**演習**
対象の文章によると、日本理学療法士協会は都道府県理学療法士会に学校保健事業担当者を何名設けていますか。

**対象の文章**
学校保健は、障がい児・障がい者の健康増進、機能低下の予防、子どもの健康増進・健全な成長と発育を目的に、全国各地で展開されています。

日本理学療法士協会では、こどもたちの運動能力の向上、健康課題の早期発見・対応を実現する事業展開を推進するため、都道府県理学療法士会に学校保健事業担当者を1名設けて全国ネットワークを構築し、各地域で教育委員会や学校と連携するしくみづくりを推進しています。

近年では、児童・生徒の運動器に関する健康課題(体力低下、運動能力の二極化、肥満傾向など)が、将来の身体的・精神的な疾患リスクにつながる可能性も指摘されており、学校教育の場における理学療法士の活躍に関心が高まっています。

今回は、学校保健の現場で積極的に活躍されている理学療法士の渡邊祐介さんに、その取り組みや現場での実感についてお話を伺いました。

**抽出情報**
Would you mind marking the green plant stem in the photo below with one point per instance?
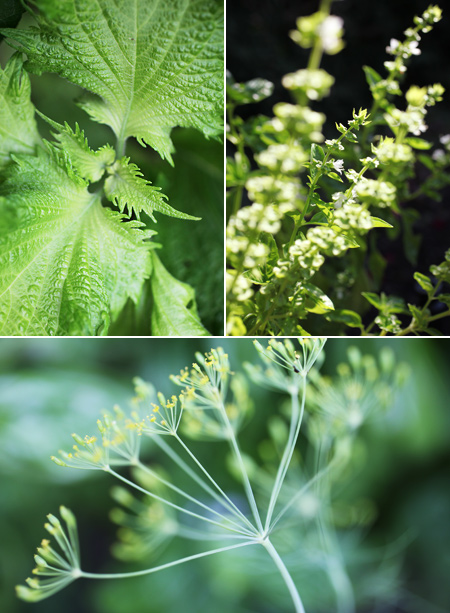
(245, 479)
(174, 506)
(321, 473)
(286, 576)
(176, 489)
(294, 429)
(149, 571)
(227, 503)
(211, 479)
(239, 144)
(316, 54)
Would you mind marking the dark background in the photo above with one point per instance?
(258, 45)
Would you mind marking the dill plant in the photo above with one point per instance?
(287, 504)
(302, 257)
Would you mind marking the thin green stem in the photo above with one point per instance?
(246, 481)
(228, 504)
(316, 54)
(286, 576)
(214, 483)
(185, 494)
(174, 506)
(155, 569)
(294, 429)
(321, 473)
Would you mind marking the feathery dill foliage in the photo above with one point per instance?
(71, 257)
(287, 505)
(297, 256)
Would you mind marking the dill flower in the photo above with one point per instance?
(164, 418)
(206, 384)
(58, 569)
(118, 444)
(286, 365)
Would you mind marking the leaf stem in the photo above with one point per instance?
(228, 504)
(214, 483)
(171, 504)
(286, 576)
(155, 569)
(294, 429)
(246, 481)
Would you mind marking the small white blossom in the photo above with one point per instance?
(414, 48)
(338, 166)
(393, 46)
(438, 155)
(330, 32)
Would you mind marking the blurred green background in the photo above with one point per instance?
(50, 388)
(192, 251)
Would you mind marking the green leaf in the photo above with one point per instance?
(126, 188)
(386, 304)
(18, 131)
(251, 91)
(316, 301)
(418, 143)
(90, 164)
(380, 223)
(344, 316)
(174, 312)
(389, 323)
(424, 282)
(194, 254)
(67, 264)
(151, 65)
(10, 14)
(317, 153)
(445, 298)
(372, 76)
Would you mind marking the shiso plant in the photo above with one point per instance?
(77, 230)
(305, 211)
(288, 512)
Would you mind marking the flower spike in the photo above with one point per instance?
(58, 569)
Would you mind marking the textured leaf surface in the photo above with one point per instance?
(196, 185)
(126, 188)
(173, 312)
(90, 164)
(153, 64)
(67, 265)
(18, 131)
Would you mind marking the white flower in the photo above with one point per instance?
(339, 199)
(330, 32)
(338, 166)
(393, 46)
(414, 48)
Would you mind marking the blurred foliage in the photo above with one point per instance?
(52, 387)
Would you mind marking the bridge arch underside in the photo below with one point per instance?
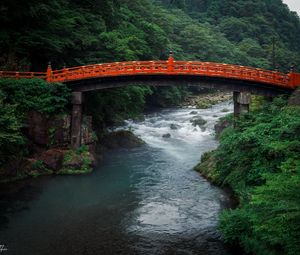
(96, 84)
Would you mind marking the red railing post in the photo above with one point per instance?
(170, 63)
(49, 77)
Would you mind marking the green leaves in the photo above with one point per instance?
(259, 160)
(35, 94)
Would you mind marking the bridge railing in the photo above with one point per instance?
(22, 75)
(169, 67)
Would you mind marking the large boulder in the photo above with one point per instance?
(53, 159)
(166, 135)
(199, 121)
(121, 139)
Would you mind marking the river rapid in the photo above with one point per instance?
(146, 200)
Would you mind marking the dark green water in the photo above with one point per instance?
(142, 201)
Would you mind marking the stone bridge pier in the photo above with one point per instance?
(77, 100)
(241, 102)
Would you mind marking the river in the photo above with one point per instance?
(146, 200)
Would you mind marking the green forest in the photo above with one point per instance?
(258, 159)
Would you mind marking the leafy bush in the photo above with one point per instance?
(35, 94)
(259, 160)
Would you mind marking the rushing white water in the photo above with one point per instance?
(145, 201)
(186, 138)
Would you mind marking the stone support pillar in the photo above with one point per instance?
(241, 101)
(76, 120)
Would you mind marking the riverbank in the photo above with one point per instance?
(259, 161)
(144, 200)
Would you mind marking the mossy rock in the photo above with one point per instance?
(198, 122)
(203, 105)
(207, 167)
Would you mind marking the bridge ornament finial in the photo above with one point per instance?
(171, 62)
(49, 72)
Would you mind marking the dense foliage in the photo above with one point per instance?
(259, 159)
(17, 99)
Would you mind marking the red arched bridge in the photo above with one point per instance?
(77, 75)
(170, 72)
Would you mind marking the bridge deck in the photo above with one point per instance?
(169, 67)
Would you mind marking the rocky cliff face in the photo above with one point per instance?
(48, 148)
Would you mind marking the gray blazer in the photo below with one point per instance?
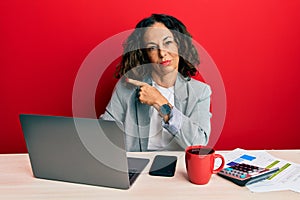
(189, 122)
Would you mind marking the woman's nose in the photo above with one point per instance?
(162, 52)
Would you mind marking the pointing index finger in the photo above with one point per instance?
(135, 82)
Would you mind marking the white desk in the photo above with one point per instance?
(17, 182)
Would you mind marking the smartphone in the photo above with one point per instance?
(163, 166)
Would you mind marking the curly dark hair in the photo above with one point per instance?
(135, 54)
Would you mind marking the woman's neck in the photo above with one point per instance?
(166, 81)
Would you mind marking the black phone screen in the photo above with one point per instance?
(163, 166)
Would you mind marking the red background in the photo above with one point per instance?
(255, 45)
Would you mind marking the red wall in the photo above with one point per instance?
(255, 45)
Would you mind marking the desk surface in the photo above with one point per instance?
(17, 182)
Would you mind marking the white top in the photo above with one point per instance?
(159, 137)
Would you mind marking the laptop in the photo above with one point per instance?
(79, 150)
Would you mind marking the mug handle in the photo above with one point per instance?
(221, 166)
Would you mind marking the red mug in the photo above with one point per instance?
(200, 162)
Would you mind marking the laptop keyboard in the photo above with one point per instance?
(131, 173)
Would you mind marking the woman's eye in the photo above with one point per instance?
(168, 42)
(152, 48)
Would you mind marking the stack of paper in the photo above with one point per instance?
(287, 178)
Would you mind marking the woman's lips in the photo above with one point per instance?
(165, 63)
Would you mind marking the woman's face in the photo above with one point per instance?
(162, 49)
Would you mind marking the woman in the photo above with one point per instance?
(158, 103)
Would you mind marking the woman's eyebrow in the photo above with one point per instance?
(167, 37)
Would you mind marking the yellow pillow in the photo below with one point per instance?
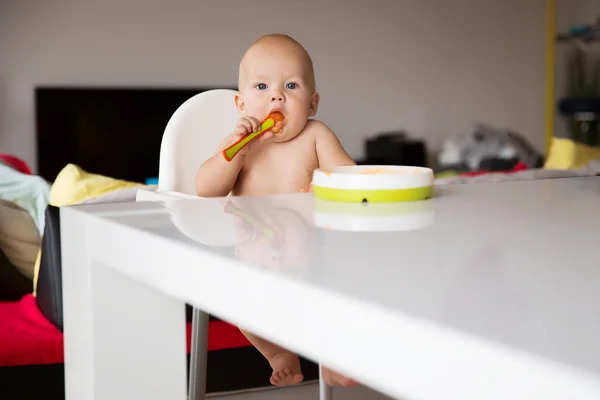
(569, 154)
(74, 185)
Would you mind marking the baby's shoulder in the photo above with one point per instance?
(316, 129)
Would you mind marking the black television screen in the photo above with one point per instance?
(108, 131)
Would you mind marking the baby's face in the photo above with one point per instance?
(278, 77)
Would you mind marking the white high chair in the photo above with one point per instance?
(190, 138)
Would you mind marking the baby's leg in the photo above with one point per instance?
(285, 364)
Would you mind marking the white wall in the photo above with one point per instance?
(429, 66)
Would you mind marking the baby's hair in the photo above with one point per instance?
(282, 36)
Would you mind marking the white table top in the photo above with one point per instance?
(486, 291)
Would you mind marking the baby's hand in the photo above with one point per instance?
(245, 126)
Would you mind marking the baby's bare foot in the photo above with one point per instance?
(333, 378)
(286, 369)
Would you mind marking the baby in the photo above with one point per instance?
(275, 74)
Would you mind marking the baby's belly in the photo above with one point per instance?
(272, 182)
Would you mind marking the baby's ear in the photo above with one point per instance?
(314, 104)
(239, 102)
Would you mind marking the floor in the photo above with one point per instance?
(306, 392)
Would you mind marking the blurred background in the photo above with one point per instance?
(94, 83)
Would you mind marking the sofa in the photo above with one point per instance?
(31, 321)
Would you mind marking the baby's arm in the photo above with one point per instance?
(330, 152)
(216, 176)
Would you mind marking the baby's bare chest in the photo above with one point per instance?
(283, 169)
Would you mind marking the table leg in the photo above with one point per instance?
(198, 355)
(122, 339)
(325, 391)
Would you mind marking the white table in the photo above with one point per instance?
(493, 294)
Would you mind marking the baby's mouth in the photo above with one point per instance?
(279, 120)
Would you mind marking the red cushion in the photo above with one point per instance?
(28, 338)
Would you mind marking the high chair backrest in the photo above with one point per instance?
(192, 136)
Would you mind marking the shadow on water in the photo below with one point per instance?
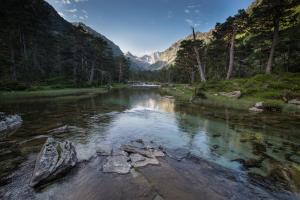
(241, 141)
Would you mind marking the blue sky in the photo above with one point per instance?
(145, 26)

**解答**
1名です。